*What is expected*: Return the records that follow, matching each one exactly.

*Material provided*:
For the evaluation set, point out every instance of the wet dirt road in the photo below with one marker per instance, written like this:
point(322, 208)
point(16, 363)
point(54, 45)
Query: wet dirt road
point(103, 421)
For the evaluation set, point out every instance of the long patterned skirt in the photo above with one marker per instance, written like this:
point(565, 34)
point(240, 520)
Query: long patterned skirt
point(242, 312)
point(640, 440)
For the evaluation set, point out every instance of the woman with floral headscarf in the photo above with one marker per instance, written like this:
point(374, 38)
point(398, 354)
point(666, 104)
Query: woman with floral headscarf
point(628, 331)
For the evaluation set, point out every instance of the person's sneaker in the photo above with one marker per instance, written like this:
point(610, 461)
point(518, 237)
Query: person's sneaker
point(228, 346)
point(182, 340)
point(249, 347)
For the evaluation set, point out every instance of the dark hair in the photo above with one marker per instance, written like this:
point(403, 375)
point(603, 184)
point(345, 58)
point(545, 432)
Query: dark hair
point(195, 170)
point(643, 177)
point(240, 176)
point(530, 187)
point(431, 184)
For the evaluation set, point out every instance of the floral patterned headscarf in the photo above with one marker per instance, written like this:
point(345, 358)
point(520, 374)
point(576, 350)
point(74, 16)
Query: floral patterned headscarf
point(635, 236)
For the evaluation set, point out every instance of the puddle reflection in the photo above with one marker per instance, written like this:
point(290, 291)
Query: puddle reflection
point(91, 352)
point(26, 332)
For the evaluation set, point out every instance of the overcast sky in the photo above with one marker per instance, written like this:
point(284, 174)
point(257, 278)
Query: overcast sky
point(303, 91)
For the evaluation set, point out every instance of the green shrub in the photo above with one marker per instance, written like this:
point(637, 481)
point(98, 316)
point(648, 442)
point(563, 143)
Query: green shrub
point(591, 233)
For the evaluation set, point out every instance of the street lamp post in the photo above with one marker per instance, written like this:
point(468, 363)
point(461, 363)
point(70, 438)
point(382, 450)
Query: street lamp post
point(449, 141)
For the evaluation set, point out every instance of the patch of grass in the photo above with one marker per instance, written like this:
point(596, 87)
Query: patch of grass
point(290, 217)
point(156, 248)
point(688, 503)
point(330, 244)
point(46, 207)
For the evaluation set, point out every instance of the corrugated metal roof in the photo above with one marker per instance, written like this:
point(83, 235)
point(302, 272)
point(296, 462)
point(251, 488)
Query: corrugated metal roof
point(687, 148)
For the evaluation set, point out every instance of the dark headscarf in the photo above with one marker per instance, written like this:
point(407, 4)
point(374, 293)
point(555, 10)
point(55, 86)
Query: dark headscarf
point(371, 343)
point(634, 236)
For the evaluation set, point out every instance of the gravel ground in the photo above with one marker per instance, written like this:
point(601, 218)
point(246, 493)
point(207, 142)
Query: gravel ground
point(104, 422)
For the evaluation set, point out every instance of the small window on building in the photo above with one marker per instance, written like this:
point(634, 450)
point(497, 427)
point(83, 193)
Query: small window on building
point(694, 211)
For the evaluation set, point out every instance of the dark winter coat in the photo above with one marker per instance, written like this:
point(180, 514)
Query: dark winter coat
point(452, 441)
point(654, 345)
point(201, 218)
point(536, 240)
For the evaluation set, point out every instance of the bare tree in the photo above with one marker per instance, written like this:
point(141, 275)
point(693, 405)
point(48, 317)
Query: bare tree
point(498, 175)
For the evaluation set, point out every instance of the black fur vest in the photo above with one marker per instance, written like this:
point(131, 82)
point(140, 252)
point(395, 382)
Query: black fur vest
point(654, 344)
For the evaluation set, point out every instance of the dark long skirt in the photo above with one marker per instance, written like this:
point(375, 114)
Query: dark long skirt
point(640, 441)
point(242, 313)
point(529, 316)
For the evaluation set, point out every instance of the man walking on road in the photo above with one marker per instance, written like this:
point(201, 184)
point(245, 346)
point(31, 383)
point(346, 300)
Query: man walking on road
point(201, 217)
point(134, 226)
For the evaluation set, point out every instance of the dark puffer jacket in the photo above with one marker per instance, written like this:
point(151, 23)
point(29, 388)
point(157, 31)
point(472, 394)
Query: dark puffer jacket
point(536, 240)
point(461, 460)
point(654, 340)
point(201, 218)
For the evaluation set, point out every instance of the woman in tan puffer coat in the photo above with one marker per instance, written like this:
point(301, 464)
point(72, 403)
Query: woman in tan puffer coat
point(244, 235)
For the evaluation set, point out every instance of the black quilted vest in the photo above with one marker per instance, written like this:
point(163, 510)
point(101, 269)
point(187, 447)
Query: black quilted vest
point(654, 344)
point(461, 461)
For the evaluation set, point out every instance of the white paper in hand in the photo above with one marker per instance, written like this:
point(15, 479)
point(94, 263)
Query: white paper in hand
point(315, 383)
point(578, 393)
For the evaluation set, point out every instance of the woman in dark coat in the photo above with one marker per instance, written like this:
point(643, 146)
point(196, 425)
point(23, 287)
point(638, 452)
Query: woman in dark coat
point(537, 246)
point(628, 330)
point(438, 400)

*Worked solution*:
For the evaluation set, point out every instance of the wet dirt road in the photo below with one marker per instance, written like this:
point(322, 208)
point(16, 363)
point(54, 45)
Query: wet dirt road
point(103, 421)
For the evaluation set, point out every instance of the long patterned skirt in the photo above with one marker per instance, written like this:
point(565, 34)
point(240, 520)
Query: long patterned skirt
point(242, 312)
point(640, 440)
For the evaluation set, point out every instance of the woman with floral headscarf in the photo above with one marker per instance, written like this:
point(374, 38)
point(398, 354)
point(666, 104)
Query: woman with floral headscarf
point(628, 331)
For the evaluation set, point out every instance of the person's sneaker in the photo above with one marker per instance, written like this:
point(610, 461)
point(518, 237)
Query: person's sneaker
point(228, 346)
point(182, 340)
point(249, 347)
For the evaluation set, point out every instance of the dark hair in the photo above with one marker per instance, written like this:
point(403, 375)
point(603, 184)
point(345, 58)
point(545, 432)
Query: dark hair
point(195, 170)
point(643, 177)
point(240, 176)
point(530, 187)
point(431, 184)
For the evaluation set, point out every instance of the floral patterned headscarf in the photo above with one marker per instance, written like this:
point(345, 358)
point(520, 374)
point(576, 350)
point(74, 16)
Query: floral patterned headscarf
point(635, 236)
For the evaluation set, point out every instance of the puddle reflection in the photo above with one marker per instance, written like this:
point(290, 291)
Query: puddle reflection
point(91, 352)
point(26, 332)
For the evaluation set, point out every instance of the overcast sky in the photo above with one marker per instance, written like this:
point(284, 174)
point(257, 278)
Query: overcast sky
point(303, 91)
For the evaluation set, point out every instance of the green shrub in the photo above with one marker per instance, written like this:
point(637, 481)
point(98, 316)
point(648, 442)
point(563, 143)
Query: green shrub
point(591, 233)
For the evaluation set, point out every instance of the street lamp post in the photo above with one marker per instance, written like this:
point(468, 363)
point(461, 363)
point(70, 438)
point(382, 450)
Query: street lamp post
point(449, 141)
For the evaluation set, point out every instance of the patch of grass in the photo above with one marker per instance, written like this:
point(596, 87)
Query: patch of grass
point(290, 217)
point(156, 248)
point(688, 503)
point(330, 244)
point(46, 207)
For the evaluation set, point out every instance of the corrugated metal roof in the photo above with one marker per instance, written like this:
point(83, 235)
point(302, 272)
point(296, 462)
point(251, 488)
Query: corrugated metal roof
point(687, 148)
For the evaluation set, point out every instance of the dark headscarf in the photo above with one marker per instance, written like this:
point(407, 4)
point(374, 293)
point(555, 10)
point(55, 86)
Query: dark headscarf
point(371, 343)
point(634, 236)
For the evaluation set, point out every instance of the gravel ground in the photo above with one marker per instance, written like this:
point(601, 218)
point(246, 493)
point(207, 142)
Query: gravel ground
point(104, 422)
For the evaluation set, point out every instance of the small window on building in the photo above with one marker per instance, written like this:
point(634, 450)
point(497, 427)
point(83, 193)
Query: small window on building
point(694, 211)
For the evaluation set, point out every instance of the dark winter coat in the photo above with one marker per instance, written like this:
point(180, 514)
Query: dark winter coat
point(452, 441)
point(654, 345)
point(201, 218)
point(536, 240)
For the evaluation set, point out every instance of the bare tree in the photo above with one marker per instance, written like this:
point(141, 275)
point(693, 405)
point(48, 317)
Query: bare tree
point(498, 175)
For the evaluation set, point out every instance of the black fur vest in the photo above with one marker per instance, written like this:
point(131, 82)
point(140, 252)
point(395, 382)
Query: black fur vest
point(654, 344)
For the evaluation set, point out every instance of the dark long skirt in the photo above with one marker per instance, written like this:
point(375, 114)
Query: dark long skirt
point(640, 441)
point(242, 313)
point(529, 316)
For the evaluation set, point out every instance of the man walking on road in the photo above with one marker per instance, written like this:
point(201, 184)
point(245, 346)
point(31, 383)
point(346, 300)
Query: man walking on road
point(201, 217)
point(134, 226)
For the evaluation set, point out every instance of the dark puffer jacket in the photo above with one marker per instance, written like this:
point(151, 23)
point(29, 388)
point(157, 31)
point(472, 394)
Query: dark puffer jacket
point(536, 240)
point(461, 460)
point(654, 340)
point(201, 218)
For the evaluation set, point out every instance of the woman in tan puffer coat in the photo above with one marker per instance, written like this:
point(301, 464)
point(72, 403)
Query: woman in tan puffer coat
point(244, 235)
For the evaluation set, point out every instance of the black quilted vest in the photo above with one marker per instance, written like this:
point(163, 510)
point(101, 269)
point(187, 447)
Query: black quilted vest
point(654, 344)
point(461, 461)
For the evaluation set, point out every instance of the white paper in hand in the photo above with one marker per instance, written like this:
point(15, 479)
point(94, 263)
Query: white paper in hand
point(315, 383)
point(578, 393)
For the evaluation set, point out every instance of the woman in dark coat in the photo above with one marker per instance, written like this:
point(643, 146)
point(196, 425)
point(23, 287)
point(638, 452)
Query: woman in dark coat
point(537, 246)
point(628, 330)
point(438, 400)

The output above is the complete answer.